-- What to work on --
Scan the material and copy out each line where the word "below" occurs.

-- Record extracts --
== == ==

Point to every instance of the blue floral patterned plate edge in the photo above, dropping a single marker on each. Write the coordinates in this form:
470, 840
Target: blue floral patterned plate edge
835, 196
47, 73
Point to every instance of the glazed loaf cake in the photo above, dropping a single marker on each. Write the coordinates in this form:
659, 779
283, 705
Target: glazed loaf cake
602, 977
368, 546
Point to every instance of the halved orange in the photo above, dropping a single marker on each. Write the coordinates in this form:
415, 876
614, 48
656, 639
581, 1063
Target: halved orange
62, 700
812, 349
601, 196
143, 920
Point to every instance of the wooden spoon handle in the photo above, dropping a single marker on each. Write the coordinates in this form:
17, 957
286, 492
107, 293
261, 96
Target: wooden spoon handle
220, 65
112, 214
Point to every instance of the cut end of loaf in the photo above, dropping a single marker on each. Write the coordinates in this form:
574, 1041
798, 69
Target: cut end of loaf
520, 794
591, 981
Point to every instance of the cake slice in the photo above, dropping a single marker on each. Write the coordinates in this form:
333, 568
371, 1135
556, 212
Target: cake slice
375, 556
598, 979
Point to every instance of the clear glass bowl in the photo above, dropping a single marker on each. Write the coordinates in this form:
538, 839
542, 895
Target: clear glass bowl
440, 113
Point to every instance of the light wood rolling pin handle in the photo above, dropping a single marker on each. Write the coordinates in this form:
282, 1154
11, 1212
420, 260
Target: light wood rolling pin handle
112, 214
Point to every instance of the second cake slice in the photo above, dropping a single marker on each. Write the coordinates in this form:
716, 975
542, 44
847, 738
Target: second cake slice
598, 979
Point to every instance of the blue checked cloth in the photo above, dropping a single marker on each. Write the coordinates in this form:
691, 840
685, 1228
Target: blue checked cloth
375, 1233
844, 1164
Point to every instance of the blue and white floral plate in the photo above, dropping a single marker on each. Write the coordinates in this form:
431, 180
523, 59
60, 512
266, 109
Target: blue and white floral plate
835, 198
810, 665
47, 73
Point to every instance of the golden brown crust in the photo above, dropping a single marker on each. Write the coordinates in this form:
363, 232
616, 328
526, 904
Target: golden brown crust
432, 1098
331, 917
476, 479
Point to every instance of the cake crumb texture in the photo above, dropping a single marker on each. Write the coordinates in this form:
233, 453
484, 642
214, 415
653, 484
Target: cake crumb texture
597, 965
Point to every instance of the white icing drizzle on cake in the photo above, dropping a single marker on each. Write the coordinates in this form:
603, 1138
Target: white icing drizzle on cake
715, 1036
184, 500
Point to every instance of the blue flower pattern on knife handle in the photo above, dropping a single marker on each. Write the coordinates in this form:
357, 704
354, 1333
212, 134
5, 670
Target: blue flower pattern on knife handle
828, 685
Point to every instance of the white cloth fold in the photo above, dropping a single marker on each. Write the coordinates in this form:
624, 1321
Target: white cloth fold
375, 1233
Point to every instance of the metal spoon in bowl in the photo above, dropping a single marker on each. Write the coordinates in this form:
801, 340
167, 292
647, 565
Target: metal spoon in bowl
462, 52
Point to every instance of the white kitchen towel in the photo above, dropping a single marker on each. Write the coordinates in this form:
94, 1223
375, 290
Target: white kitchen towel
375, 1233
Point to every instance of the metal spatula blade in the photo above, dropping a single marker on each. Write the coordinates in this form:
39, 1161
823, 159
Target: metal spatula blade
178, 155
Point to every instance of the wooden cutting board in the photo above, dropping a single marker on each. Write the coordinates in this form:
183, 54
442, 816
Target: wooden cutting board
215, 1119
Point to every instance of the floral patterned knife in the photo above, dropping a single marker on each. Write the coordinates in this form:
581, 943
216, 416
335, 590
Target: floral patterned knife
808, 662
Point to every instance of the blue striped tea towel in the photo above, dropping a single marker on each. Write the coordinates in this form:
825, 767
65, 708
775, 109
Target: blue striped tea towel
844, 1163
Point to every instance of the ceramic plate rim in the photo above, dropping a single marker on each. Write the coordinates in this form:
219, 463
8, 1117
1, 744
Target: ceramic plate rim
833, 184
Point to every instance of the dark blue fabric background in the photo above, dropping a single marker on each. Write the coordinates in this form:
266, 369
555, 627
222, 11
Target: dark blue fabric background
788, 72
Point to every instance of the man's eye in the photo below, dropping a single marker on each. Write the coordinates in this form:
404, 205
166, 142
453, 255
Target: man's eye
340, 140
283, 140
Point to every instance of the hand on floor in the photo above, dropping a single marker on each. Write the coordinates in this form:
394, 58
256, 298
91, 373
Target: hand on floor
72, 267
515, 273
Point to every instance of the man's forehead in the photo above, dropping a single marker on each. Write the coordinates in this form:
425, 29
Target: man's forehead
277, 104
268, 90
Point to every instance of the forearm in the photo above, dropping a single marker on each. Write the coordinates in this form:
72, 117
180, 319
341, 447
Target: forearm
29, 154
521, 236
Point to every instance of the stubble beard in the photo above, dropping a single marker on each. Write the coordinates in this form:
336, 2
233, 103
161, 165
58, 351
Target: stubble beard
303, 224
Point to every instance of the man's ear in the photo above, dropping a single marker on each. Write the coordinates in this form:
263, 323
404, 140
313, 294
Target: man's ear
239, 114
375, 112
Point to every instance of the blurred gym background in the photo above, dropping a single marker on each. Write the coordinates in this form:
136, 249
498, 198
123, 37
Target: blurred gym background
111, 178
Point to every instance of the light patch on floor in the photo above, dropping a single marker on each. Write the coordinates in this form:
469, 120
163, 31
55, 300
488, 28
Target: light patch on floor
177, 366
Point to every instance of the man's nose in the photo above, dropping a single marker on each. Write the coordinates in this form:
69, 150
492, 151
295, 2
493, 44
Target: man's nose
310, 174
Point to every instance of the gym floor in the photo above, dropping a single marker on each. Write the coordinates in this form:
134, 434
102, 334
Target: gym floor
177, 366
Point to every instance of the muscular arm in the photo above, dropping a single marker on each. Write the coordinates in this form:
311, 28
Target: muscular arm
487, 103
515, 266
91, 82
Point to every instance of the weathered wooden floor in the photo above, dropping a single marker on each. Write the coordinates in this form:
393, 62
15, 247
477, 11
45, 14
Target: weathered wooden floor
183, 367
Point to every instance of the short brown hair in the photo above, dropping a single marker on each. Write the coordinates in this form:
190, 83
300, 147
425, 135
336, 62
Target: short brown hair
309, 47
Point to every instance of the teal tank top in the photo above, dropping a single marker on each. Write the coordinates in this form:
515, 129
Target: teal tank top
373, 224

== == ==

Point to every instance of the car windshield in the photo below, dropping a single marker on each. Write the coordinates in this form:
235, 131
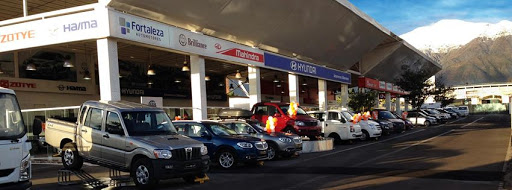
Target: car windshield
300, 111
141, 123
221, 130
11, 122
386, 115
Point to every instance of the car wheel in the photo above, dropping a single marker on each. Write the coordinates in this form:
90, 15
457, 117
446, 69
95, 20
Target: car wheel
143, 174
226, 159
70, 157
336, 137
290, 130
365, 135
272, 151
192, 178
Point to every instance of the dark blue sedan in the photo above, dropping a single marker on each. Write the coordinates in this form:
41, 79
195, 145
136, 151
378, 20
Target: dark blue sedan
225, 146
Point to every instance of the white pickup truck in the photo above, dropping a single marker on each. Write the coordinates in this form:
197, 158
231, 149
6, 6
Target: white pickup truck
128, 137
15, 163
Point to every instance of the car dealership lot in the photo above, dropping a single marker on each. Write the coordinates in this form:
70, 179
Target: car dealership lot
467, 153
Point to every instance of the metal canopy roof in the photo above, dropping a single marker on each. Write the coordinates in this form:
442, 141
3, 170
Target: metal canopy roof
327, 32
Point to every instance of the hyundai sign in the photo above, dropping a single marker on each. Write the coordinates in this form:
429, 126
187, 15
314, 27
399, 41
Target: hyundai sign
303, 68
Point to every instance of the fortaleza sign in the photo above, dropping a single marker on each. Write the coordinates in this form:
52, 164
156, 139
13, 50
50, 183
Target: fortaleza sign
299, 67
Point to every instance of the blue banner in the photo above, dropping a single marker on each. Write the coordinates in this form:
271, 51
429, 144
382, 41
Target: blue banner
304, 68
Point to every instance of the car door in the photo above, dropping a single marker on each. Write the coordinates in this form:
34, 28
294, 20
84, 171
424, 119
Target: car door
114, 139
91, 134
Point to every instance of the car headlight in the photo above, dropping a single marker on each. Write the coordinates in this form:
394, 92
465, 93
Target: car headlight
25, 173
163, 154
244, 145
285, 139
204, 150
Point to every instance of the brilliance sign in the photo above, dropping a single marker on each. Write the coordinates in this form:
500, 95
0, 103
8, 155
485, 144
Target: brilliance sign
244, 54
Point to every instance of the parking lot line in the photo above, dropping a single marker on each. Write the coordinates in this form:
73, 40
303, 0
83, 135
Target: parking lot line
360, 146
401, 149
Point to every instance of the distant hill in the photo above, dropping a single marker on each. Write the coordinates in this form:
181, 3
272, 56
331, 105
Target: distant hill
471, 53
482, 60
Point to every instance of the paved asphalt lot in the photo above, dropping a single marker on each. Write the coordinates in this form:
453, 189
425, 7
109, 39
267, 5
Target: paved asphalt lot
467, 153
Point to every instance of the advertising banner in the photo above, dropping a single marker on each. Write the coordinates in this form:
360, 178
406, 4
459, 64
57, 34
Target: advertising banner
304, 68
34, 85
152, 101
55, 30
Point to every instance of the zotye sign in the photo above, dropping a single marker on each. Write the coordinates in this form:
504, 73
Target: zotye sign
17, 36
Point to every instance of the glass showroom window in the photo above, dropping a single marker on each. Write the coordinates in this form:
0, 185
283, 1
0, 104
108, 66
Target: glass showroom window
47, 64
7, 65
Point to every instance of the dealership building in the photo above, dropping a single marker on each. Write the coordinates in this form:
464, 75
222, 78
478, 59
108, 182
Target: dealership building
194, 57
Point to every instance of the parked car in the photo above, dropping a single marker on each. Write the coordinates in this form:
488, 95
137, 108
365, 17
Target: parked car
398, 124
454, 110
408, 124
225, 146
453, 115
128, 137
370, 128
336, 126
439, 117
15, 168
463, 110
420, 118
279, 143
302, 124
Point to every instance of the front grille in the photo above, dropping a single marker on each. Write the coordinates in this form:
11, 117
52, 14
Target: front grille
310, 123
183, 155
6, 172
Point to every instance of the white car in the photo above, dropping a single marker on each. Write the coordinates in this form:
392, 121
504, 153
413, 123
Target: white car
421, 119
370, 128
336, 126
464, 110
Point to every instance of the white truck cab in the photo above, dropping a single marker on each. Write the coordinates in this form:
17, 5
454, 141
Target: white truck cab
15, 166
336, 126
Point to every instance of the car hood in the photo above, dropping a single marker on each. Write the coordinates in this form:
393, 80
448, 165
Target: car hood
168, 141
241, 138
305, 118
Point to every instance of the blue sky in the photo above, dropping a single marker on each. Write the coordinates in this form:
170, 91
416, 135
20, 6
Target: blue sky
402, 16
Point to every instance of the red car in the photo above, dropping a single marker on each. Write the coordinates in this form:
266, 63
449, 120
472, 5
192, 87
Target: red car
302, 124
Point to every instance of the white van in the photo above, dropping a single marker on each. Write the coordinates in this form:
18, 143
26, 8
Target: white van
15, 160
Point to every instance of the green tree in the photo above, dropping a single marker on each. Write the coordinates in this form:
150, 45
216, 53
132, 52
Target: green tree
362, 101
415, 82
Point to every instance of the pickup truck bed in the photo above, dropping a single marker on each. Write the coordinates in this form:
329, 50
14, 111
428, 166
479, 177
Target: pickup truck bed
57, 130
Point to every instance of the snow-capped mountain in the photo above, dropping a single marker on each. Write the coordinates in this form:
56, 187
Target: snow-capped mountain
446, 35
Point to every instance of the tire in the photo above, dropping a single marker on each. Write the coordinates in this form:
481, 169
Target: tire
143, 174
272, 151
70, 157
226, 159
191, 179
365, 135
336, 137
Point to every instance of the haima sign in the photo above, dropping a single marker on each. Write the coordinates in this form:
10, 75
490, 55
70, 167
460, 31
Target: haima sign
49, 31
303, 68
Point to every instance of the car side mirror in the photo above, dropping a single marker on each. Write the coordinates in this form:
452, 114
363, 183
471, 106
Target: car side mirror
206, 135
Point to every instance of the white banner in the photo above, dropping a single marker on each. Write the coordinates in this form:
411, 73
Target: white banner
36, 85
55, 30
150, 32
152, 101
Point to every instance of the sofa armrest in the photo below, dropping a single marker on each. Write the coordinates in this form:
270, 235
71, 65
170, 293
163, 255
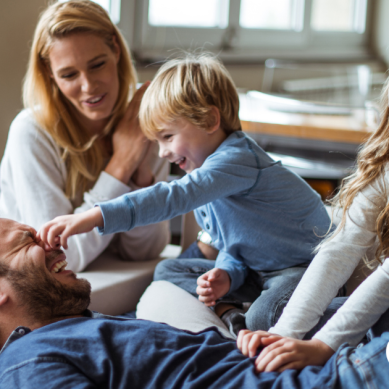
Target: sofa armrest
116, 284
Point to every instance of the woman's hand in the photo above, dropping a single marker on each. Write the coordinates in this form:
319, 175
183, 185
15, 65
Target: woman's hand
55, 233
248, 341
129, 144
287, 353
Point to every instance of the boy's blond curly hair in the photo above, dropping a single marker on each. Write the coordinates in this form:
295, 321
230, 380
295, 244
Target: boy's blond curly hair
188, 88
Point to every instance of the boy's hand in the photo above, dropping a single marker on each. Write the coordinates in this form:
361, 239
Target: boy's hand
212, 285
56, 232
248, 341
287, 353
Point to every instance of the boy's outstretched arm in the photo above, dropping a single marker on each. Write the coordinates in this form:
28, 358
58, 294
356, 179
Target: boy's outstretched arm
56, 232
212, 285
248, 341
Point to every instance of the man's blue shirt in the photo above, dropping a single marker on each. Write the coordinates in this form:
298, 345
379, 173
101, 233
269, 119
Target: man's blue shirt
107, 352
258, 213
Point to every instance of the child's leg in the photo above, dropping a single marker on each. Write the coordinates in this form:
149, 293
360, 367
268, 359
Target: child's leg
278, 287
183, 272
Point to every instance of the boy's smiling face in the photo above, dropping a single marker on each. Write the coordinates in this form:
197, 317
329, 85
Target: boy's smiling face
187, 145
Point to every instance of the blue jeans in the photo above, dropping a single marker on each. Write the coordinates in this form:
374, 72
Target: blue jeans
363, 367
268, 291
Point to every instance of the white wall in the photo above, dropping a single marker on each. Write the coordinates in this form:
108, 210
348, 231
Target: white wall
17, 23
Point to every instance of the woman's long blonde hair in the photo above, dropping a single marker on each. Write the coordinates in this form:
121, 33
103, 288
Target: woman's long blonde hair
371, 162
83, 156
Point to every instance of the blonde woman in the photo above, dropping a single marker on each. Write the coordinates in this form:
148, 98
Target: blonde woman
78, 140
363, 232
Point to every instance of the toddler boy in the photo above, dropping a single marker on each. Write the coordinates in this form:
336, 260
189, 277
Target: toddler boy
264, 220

== == ==

-- Written answer --
Point to every instance of the man's eye in the photo below, dropping a single marker on each. Write the coordinates in this form:
Point to every instance of the car windshield in the photo below, dropping a single marker on each. Write the coordinates in this form:
Point to every instance of the sofa armrest in the photo below, dropping a single marker on each. Write the coordinates in this form:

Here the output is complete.